═════ Extract to read ═════

The INN-BALANCE team has also improved the flushing method of the anode module by using an integrated injector and ejector system that raises stack efficiency and keeps hydrogen losses to a minimum. Because the system is more compact, it requires less space and saves energy as it no longer relies on a mechanical recirculation pump. The next step was to test an air compressor prototype and combine all data gathered from the components to create a robust model for calculating costs.

A ROADMAP FOR LONG-TERM COMPONENT TESTING

Some project partners have already conducted initial lab tests on the new components. The next step will be to keep optimizing component designs based on the results of this testing before sending the re-engineered parts to PowerCell, a Swedish fuel cell manufacturer that will test the performance and compatibility of components with the rest of the system on a test rig. Testing is scheduled to take place by mid-2020.

═════

# [Exercise objective]
Reproduce the stretch of the fuel cell passage from "A ROADMAP FOR" through "place by mid-2020.". The data after this passage come from a separate source.

═════ Given records ═════

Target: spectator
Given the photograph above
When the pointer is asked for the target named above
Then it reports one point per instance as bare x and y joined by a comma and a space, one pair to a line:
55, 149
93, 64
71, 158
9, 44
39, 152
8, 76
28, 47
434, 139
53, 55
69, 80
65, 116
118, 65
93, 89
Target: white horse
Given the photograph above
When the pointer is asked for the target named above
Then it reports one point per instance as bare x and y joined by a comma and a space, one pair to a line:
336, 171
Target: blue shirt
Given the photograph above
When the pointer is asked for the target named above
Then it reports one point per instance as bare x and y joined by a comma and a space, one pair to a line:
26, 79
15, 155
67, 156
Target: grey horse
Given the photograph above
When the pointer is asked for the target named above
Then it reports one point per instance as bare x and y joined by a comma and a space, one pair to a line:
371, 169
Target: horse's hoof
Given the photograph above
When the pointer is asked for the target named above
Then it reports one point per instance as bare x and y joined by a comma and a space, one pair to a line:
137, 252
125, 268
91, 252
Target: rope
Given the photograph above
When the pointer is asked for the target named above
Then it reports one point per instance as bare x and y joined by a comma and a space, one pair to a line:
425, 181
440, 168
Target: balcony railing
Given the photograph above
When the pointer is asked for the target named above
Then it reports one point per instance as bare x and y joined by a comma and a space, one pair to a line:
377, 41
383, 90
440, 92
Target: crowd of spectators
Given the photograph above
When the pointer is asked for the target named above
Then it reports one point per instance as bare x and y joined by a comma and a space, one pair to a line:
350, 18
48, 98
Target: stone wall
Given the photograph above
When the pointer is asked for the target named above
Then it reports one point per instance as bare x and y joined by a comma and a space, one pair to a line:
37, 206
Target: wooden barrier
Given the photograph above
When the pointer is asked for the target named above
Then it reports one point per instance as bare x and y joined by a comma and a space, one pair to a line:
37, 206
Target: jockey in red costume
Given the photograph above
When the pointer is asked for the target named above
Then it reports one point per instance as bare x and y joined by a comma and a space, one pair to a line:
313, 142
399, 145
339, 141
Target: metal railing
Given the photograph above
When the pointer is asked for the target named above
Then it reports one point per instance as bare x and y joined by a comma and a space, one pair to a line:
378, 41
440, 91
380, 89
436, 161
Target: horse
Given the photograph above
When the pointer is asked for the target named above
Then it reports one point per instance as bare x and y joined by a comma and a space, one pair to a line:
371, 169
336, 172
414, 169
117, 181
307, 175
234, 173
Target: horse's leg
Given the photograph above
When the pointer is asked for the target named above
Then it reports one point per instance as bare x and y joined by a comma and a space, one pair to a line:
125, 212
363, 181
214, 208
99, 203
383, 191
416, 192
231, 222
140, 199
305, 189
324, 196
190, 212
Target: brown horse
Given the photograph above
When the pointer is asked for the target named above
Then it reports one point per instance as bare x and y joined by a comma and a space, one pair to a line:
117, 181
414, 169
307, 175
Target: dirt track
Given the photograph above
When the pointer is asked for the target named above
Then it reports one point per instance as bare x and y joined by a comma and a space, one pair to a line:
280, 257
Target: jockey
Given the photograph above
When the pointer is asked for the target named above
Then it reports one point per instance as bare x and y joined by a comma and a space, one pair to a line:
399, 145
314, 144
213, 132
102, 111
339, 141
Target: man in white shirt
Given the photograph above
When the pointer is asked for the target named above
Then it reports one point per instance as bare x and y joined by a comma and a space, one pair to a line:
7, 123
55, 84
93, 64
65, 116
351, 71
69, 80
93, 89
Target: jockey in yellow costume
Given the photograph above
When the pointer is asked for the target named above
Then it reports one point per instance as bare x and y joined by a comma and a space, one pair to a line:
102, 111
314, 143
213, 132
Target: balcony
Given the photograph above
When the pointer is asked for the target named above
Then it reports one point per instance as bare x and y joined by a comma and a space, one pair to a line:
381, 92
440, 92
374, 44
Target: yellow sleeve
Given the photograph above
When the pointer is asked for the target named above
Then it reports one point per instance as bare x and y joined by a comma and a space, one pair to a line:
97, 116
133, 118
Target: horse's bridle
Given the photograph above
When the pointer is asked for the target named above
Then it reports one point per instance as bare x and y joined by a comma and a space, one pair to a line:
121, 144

═════
═════ Given records ═════

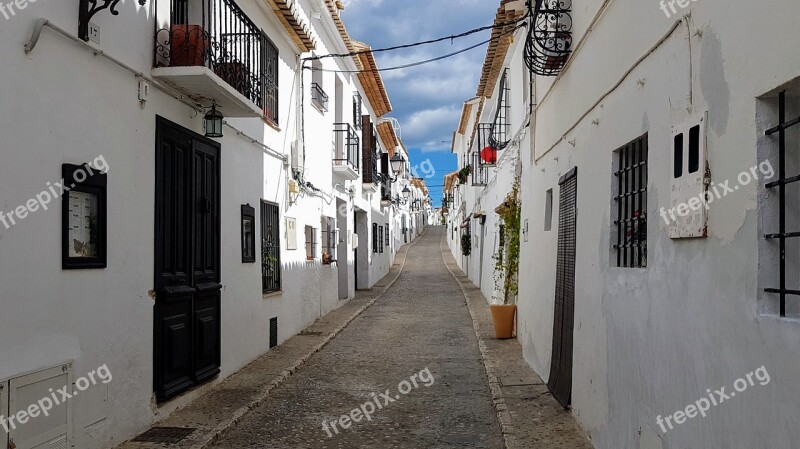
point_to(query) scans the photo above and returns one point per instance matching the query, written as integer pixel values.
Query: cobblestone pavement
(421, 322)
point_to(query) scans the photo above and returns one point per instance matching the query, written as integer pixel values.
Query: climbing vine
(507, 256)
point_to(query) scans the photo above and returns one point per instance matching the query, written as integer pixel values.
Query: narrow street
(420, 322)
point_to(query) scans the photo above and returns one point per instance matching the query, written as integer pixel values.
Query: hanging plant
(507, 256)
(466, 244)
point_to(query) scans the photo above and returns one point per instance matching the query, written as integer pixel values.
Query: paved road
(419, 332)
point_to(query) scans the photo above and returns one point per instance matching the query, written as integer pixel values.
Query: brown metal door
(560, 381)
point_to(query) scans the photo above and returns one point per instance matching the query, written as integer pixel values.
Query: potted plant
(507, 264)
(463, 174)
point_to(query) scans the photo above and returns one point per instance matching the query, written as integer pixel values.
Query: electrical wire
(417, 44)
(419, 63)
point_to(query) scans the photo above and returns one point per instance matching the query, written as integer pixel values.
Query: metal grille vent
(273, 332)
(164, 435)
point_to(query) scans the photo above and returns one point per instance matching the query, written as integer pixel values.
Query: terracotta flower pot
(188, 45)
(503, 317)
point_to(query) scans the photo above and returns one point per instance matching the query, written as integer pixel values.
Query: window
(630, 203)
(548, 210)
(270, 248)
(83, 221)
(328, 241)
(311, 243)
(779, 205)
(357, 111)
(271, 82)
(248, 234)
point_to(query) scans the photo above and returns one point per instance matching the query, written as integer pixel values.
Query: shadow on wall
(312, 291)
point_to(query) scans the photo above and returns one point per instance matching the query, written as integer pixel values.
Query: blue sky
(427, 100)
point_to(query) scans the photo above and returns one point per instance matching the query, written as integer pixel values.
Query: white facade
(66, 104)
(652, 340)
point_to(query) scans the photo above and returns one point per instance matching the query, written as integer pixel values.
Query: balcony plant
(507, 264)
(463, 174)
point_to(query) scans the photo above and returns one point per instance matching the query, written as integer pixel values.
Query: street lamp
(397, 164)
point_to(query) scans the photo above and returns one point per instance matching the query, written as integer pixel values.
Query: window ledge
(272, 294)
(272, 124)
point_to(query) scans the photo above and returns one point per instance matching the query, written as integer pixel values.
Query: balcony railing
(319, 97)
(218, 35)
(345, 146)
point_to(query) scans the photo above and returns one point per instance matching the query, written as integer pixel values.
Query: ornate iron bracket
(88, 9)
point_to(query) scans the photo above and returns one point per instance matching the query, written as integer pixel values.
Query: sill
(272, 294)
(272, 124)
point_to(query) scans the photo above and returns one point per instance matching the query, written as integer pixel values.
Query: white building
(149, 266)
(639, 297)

═════
═════ Given records ═════

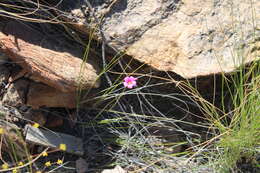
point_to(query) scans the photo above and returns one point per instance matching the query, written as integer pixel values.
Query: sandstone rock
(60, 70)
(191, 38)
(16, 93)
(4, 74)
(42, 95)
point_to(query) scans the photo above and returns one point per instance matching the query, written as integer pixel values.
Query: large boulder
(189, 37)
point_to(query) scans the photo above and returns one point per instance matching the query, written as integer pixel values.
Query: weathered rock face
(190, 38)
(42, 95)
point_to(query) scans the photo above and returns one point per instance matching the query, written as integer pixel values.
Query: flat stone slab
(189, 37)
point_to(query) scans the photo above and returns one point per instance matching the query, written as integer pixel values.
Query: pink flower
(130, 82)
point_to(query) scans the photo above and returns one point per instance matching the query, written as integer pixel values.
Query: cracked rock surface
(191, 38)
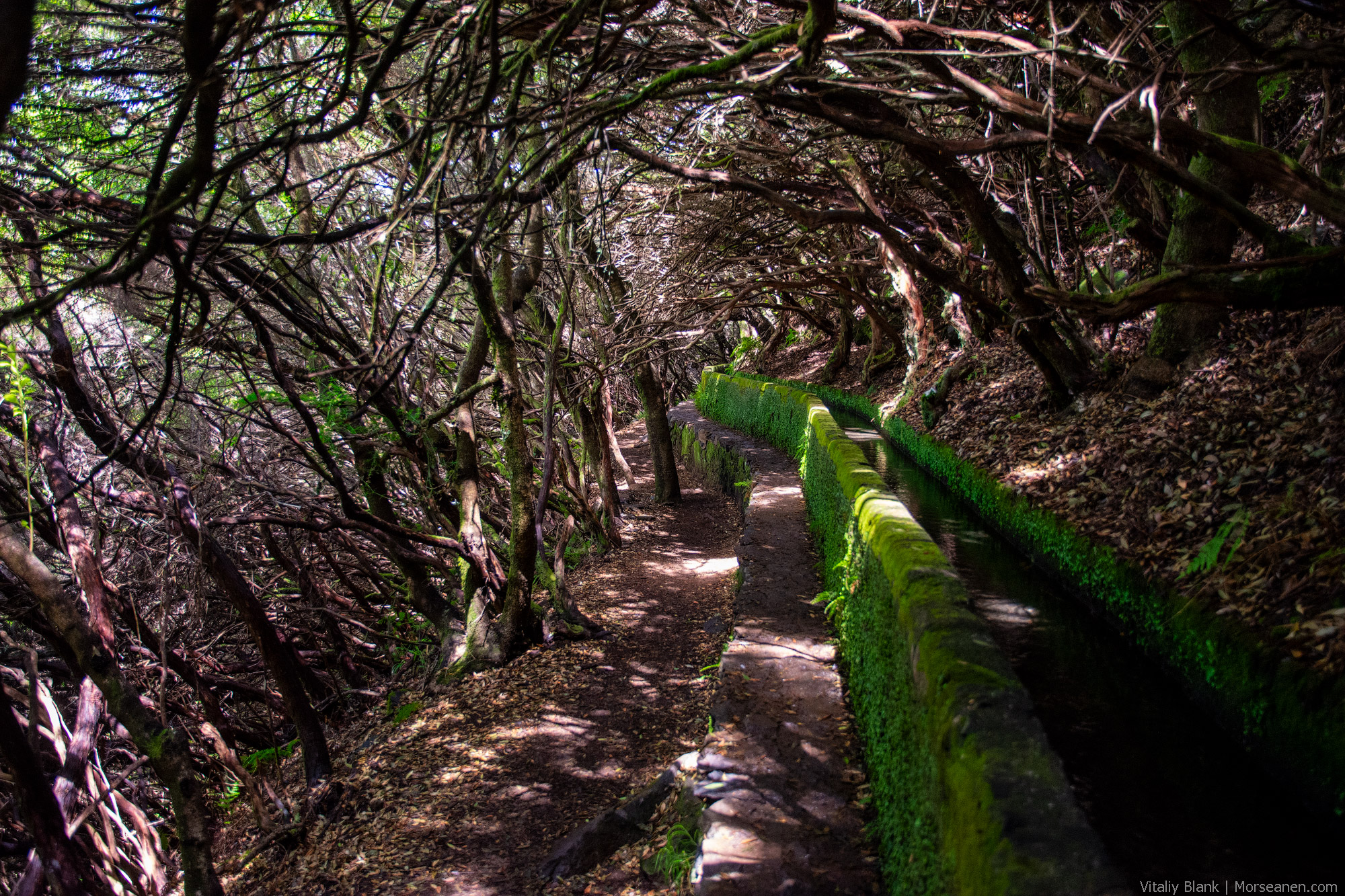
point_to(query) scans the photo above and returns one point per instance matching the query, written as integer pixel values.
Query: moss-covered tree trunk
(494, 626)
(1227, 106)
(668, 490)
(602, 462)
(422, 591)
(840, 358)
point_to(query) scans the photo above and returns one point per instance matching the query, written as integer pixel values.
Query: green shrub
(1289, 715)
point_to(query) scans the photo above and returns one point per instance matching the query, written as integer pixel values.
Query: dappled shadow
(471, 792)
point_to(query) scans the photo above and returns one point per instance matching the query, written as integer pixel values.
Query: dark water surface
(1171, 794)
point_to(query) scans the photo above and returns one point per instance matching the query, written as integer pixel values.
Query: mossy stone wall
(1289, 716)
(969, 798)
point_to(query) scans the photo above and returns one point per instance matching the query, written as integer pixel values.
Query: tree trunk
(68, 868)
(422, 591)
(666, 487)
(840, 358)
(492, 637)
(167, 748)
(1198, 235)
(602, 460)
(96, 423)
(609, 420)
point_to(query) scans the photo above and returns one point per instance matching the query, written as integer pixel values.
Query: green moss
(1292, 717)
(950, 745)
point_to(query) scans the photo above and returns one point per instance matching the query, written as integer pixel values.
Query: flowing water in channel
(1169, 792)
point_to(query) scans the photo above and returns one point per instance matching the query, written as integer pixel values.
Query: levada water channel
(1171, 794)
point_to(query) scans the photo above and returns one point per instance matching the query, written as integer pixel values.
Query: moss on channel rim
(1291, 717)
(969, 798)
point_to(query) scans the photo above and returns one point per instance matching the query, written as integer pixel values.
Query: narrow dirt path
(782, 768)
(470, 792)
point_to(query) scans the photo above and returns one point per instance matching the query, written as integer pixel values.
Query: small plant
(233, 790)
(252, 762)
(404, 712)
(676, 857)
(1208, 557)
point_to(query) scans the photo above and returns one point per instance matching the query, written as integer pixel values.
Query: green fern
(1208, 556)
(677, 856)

═════

# [Response for this exercise]
A ROADMAP FOR LONG-TERM COMPONENT TESTING

Some project partners have already conducted initial lab tests on the new components. The next step will be to keep optimizing component designs based on the results of this testing before sending the re-engineered parts to PowerCell, a Swedish fuel cell manufacturer that will test the performance and compatibility of components with the rest of the system on a test rig. Testing is scheduled to take place by mid-2020.